▶ 提示文
【ドロシー・L・セイヤーズ】ピーター・ウィムジイ卿『誰の死体?』

ドロシー・L・セイヤーズ(英国女性推理作家)といえば「ピーター・ウィムジイ卿」ものを思い浮かべる人が多いと思います。このシリーズは日本での紹介が遅かったこともあり、アガサ・クリスティの「エルキュール・ポアロ」などと比べると認知度は低いかもしれません。

神経質でありながらも飄々とした貴族探偵「ピーター・ウィムジイ卿」の魅力を、多くの人に知っていただければ嬉しいです。

今回紹介するのは、ミステリの女王と称されるセイヤーズ女史が上梓したシリーズ長篇第一作目「誰の死体?」です。

▶ 提示課題 1
セイヤーズ作品の紹介文から「ドロシー・L・セイヤーズ(英国女性推理作家)といえば」で始まる段落を選び、主な事実を残したまま簡潔に書き直しなさい。
▶ 提示課題 2
セイヤーズ作品の紹介文について、最後の文の後に続く部分を書き上げなさい。

▶ データ一覧
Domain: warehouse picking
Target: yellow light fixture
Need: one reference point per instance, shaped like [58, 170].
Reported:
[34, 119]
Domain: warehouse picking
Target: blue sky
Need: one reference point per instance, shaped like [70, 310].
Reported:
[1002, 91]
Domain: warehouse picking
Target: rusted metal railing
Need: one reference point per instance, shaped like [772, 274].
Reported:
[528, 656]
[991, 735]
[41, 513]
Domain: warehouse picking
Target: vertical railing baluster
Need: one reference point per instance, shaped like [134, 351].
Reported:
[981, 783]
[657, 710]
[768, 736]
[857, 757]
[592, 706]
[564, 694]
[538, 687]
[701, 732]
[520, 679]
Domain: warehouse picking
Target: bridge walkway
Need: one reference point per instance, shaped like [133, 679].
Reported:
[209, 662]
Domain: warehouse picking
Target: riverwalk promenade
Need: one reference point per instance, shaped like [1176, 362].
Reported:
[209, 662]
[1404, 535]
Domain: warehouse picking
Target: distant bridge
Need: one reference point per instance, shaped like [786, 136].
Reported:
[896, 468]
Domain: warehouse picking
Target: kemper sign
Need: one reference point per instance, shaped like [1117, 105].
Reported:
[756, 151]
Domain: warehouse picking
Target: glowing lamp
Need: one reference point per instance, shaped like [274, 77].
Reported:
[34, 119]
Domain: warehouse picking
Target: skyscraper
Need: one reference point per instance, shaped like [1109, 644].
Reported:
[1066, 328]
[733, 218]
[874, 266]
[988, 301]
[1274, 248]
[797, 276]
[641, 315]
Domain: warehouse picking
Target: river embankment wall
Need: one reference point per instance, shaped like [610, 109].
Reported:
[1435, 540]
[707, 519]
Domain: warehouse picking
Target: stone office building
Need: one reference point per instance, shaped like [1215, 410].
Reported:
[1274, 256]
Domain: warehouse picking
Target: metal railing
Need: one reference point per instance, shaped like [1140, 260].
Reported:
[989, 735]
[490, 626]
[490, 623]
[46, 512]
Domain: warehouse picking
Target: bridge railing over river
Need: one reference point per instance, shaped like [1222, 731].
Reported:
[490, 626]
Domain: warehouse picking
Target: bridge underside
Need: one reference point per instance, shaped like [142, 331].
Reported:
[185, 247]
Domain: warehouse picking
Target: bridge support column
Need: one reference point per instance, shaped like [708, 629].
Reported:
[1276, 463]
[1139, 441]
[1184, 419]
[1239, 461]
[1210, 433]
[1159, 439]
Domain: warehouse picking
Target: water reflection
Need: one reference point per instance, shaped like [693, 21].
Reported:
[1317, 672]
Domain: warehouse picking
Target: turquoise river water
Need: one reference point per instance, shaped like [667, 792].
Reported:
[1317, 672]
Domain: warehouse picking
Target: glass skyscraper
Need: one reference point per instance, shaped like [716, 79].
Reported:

▶ 最終解答 1
英国の女性推理作家ドロシー・L・セイヤーズといえば「ピーター・ウィムジイ卿」ものが思い浮かびます。ただ、このシリーズは日本での紹介が遅かったため、クリスティの「エルキュール・ポアロ」などより認知度は低いかもしれません。

▶ 最終解答 2
あらすじ:
実直な建築家が住むフラットの浴室に、ある朝見知らぬ男の死体が出現した。場所柄男は素っ裸で、身につけているものといえば、金縁の鼻眼鏡と金鎖のみ。いったいこれは誰の死体なのか?卓抜した謎の魅力とウイットに富む会話、そして、この一作が初登場となる貴族探偵ピーター・ウィムジイ卿。クリスティと並ぶミステリの女王がモダンなセンスを駆使して贈る会心の長編第一作!

引用元:創元推理文庫『誰の死体?』

 

格調高い文章、物語の構成展開が素晴らしい作品。筋道がとおっていてトリック自体は平凡なので、感の良い読者が慎重に読み進めていけば謎解きは可能だと思います。また人物描写にも優れていて、どの登場人物も大変魅力的です。デンヴァー先代公妃(ピーター卿の母)は知的でユーモアがあり、ピーター卿の如才ない饒舌っぷりは母親ゆずりで間違いありません。誠実な人柄のパーカー警部、忠実で有能な従僕バンターも好ましいです。しかしたら、神経質で精神破綻気味なピーター卿が少々鼻につくかもしれませんが……。

1923年に上梓されましたが、ユーモアがあり古臭さを感じさせない作品です。

 

Amazon: 誰の死体? (創元推理文庫)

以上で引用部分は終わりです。